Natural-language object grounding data
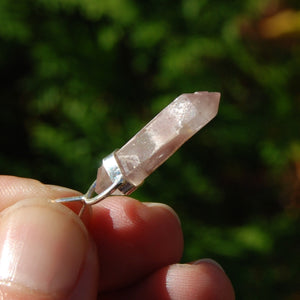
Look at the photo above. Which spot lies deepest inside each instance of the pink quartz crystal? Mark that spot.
(161, 137)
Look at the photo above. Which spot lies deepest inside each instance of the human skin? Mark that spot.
(123, 249)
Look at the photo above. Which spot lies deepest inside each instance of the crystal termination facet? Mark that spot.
(161, 137)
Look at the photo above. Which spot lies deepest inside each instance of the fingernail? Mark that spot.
(42, 247)
(208, 260)
(164, 206)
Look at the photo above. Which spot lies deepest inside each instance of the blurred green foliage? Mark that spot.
(79, 77)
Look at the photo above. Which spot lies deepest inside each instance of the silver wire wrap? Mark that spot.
(118, 186)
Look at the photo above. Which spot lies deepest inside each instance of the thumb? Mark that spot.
(45, 253)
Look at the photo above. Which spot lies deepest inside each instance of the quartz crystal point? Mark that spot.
(161, 137)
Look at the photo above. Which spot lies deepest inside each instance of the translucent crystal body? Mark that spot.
(162, 136)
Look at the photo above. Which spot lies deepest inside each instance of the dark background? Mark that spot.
(80, 77)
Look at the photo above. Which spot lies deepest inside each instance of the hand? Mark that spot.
(125, 249)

| The problem |
An exact copy of the entries, minus the pictures, is what to return.

| Solution to the problem |
Look at the photo above. Which spot lies deepest inside each instance of the pink quartz crystal? Mark that spot.
(161, 137)
Look at the photo above. Which spot lies deepest inside each instance of the human skin? Mark that spot.
(123, 249)
Look at the photo above. Which spot lies deepest inside each instance of the crystal termination facet? Mark that spot.
(161, 137)
Look at the photo above. Which spot lies deepest inside each instance of the fingernail? Mark that spot.
(42, 247)
(208, 260)
(164, 206)
Look at the photo above. Which spot lies deepest inside each instance of the blurred green foliage? Mark that spot.
(79, 77)
Look at the photo above. Which spot lies deepest inside each instance of the silver wire wrap? Mark that spot.
(118, 186)
Look at the photo above. Which spot lies deepest inside each instance of the thumb? Mark that spot.
(45, 253)
Look at the photo above. Which spot lies deepest inside each instance of the quartz crystal point? Mark that spot.
(161, 137)
Look at the photo above. Which spot lies deepest inside each instance of the translucent crystal body? Mark that spot.
(162, 136)
Look at the photo above. Which spot lies deepest inside each instance of the dark background? Mark that spot.
(80, 77)
Look at the photo above. Which spot lies deepest inside each instance of the hand? Mark that spot.
(125, 249)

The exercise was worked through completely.